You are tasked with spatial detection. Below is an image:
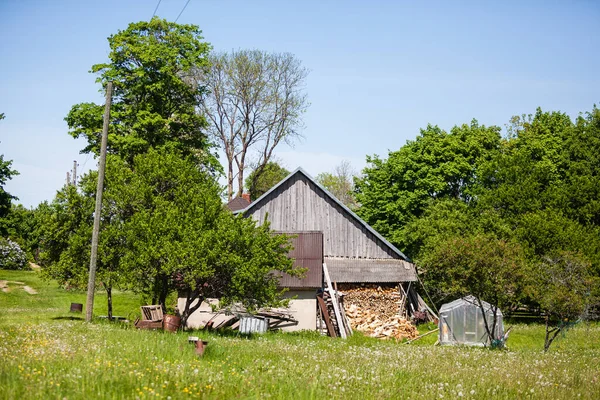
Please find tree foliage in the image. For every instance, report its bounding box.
[196,50,308,200]
[65,17,217,168]
[421,234,528,343]
[0,113,19,230]
[538,252,600,351]
[356,120,501,247]
[357,107,600,341]
[246,161,290,200]
[0,237,28,269]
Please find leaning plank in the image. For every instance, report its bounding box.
[323,263,346,339]
[317,294,337,337]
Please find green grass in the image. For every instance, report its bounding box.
[0,271,600,399]
[0,270,140,326]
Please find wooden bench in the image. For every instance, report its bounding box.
[134,305,164,329]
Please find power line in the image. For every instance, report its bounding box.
[151,0,162,19]
[175,0,191,22]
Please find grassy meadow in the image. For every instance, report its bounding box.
[0,271,600,399]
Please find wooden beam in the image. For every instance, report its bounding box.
[323,263,347,339]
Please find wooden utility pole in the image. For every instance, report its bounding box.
[85,82,112,322]
[73,160,77,186]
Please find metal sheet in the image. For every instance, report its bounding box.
[240,317,269,333]
[325,257,417,283]
[278,231,323,288]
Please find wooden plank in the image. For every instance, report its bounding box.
[323,263,346,339]
[317,295,337,337]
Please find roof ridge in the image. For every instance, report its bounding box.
[234,167,411,262]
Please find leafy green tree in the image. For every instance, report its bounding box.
[538,252,600,351]
[558,106,600,226]
[0,237,27,269]
[2,204,38,260]
[101,150,301,324]
[65,17,218,168]
[315,160,358,209]
[356,120,501,247]
[246,161,290,200]
[36,172,126,319]
[420,234,530,344]
[478,109,572,223]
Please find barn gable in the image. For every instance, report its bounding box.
[238,168,416,282]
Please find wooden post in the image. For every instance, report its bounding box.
[323,263,346,339]
[85,82,112,322]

Set problem:
Rewrite all the entries with "wooden plank" changed to "timber board" and everything else left the same. Omit the pictures from your version.

Complete answer:
You are tasked with spatial detection. Below is an image:
Please find tree foliage in the image. For every instance, report its bounding box.
[196,50,308,200]
[65,17,217,168]
[421,234,528,343]
[0,113,19,230]
[538,252,600,351]
[356,120,501,247]
[357,107,600,341]
[246,161,290,200]
[0,237,28,269]
Please find leaning plank in the image. For every instance, report its bounding box.
[323,263,346,339]
[317,294,337,337]
Please find green grass in the image. For every instance, report its bounding box.
[0,271,600,399]
[0,270,140,326]
Please find wooden bench in the image. For every instance, report its bounding box.
[134,305,164,329]
Please find power line in the image. For every instance, report its bounding box.
[151,0,162,19]
[175,0,191,22]
Please find grassy meadow in the image. For every instance, report its bounding box.
[0,271,600,399]
Please find wooden beam in the image. For every instance, report its bounding box.
[323,263,347,339]
Please find wooden utility pole in the image. For every instance, report its bounding box.
[85,82,112,322]
[73,160,77,186]
Please find metal sheet in the image. For every instance, report its bounding box.
[240,317,269,333]
[325,257,417,283]
[278,231,323,288]
Please find timber board in the image. For every instance, report its bounding box.
[323,263,346,339]
[317,295,337,337]
Please find roof ridge in the image. For every instance, report its bounding box.
[234,167,411,262]
Please find leafy green tree in the image. For every instance, report its bounding box.
[538,252,600,351]
[558,106,600,226]
[0,237,27,269]
[2,204,38,260]
[101,150,301,324]
[65,17,218,168]
[315,160,358,209]
[356,120,501,247]
[246,161,290,200]
[36,172,126,319]
[420,234,530,344]
[478,109,572,223]
Please find barn gable in the image. For every instance, report its bounding box.
[238,168,416,282]
Please find wooden post in the image. For every instance, report its bounding box.
[323,263,346,339]
[85,82,112,322]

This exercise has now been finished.